§ Short task
Everything from the line with "Please mark the region of the porous" to the end of the data should be restated word for word, and nothing before it.

§ Input for this task
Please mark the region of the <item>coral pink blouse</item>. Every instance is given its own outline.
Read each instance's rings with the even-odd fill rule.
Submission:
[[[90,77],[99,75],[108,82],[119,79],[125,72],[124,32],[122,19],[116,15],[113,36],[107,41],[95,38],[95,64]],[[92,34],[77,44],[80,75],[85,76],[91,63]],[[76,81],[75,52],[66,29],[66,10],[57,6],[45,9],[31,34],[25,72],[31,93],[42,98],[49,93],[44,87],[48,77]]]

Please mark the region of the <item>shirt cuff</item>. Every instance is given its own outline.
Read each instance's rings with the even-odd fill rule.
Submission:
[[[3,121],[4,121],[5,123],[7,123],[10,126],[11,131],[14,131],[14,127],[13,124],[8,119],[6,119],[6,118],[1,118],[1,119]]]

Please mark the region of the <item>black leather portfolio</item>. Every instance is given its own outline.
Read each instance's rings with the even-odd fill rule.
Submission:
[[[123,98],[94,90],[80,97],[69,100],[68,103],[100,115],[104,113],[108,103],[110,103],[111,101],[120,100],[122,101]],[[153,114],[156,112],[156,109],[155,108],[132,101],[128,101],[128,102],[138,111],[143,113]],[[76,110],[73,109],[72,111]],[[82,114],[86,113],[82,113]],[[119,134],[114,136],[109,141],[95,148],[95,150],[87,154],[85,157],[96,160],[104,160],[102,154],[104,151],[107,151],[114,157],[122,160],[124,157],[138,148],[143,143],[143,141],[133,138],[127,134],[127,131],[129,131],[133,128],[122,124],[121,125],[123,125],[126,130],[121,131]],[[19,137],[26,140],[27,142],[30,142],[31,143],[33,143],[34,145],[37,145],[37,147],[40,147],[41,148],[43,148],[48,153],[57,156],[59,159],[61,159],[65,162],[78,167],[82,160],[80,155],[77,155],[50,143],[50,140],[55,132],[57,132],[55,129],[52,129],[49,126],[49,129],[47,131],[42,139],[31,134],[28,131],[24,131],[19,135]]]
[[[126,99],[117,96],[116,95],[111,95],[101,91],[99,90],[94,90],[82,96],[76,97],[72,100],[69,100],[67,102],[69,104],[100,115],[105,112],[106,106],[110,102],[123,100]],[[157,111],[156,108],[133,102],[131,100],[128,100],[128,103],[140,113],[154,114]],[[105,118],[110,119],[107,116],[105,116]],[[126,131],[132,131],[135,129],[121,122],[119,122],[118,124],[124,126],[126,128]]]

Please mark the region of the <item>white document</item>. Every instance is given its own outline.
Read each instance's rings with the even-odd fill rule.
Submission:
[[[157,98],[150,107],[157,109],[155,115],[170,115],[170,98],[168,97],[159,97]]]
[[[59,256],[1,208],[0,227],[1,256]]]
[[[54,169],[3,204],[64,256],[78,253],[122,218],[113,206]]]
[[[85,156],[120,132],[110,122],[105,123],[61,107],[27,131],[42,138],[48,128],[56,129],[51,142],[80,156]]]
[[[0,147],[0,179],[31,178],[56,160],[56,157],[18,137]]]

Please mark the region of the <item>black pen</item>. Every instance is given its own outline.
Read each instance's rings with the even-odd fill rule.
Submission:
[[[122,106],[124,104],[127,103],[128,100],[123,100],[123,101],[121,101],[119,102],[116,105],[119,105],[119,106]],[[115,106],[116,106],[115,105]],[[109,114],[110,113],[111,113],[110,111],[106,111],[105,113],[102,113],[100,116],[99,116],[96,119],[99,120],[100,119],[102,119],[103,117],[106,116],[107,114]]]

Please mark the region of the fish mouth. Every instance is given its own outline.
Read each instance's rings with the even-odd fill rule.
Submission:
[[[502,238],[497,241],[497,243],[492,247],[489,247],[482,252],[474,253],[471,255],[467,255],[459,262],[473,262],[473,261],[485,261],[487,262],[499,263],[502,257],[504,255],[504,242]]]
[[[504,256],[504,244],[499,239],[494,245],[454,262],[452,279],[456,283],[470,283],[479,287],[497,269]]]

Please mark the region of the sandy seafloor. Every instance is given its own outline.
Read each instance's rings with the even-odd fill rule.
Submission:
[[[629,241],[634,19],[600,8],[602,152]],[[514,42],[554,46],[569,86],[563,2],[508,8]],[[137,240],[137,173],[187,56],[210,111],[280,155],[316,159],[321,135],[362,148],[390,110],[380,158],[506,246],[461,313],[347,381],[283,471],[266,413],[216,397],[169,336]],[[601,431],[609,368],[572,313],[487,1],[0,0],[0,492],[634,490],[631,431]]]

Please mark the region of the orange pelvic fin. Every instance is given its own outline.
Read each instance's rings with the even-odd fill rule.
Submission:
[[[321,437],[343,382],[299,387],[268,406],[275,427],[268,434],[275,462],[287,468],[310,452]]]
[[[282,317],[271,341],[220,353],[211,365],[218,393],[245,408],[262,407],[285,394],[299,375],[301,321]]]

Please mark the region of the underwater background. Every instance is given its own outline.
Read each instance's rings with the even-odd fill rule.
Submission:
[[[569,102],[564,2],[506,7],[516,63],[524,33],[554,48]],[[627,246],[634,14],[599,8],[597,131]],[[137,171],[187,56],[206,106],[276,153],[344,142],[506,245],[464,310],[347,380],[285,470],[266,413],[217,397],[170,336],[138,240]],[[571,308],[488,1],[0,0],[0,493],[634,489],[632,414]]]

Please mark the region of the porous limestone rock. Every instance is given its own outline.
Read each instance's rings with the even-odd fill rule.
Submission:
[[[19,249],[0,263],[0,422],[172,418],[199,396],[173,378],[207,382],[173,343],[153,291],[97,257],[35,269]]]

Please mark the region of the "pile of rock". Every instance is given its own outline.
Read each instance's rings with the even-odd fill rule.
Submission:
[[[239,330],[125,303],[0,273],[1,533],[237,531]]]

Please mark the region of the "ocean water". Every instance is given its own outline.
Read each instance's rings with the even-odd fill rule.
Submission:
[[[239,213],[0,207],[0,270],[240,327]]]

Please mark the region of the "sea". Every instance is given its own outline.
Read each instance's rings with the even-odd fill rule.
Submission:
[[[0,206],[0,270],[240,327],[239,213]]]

§ Written answer
Please mark the region of the porous limestone rock. Every instance is given its own outline.
Read each instance's rings with the even-odd fill rule.
Submission:
[[[19,249],[0,263],[0,422],[172,418],[199,396],[173,378],[207,382],[173,343],[153,291],[97,257],[35,269]]]

Please mark the region of the "pile of rock". Every instance is given its own outline.
Read each instance's rings with the even-odd fill rule.
Submission:
[[[239,330],[125,303],[0,273],[1,533],[237,531]]]

Please mark the region of the "ocean water". Every instance is given its own outline.
Read each instance's rings with the even-odd fill rule.
Submission:
[[[239,213],[0,207],[0,270],[240,327]]]

Please mark the region of the "sea". Every instance is given its own outline.
Read each instance's rings with the even-odd fill rule.
Submission:
[[[0,206],[0,270],[240,327],[239,213]]]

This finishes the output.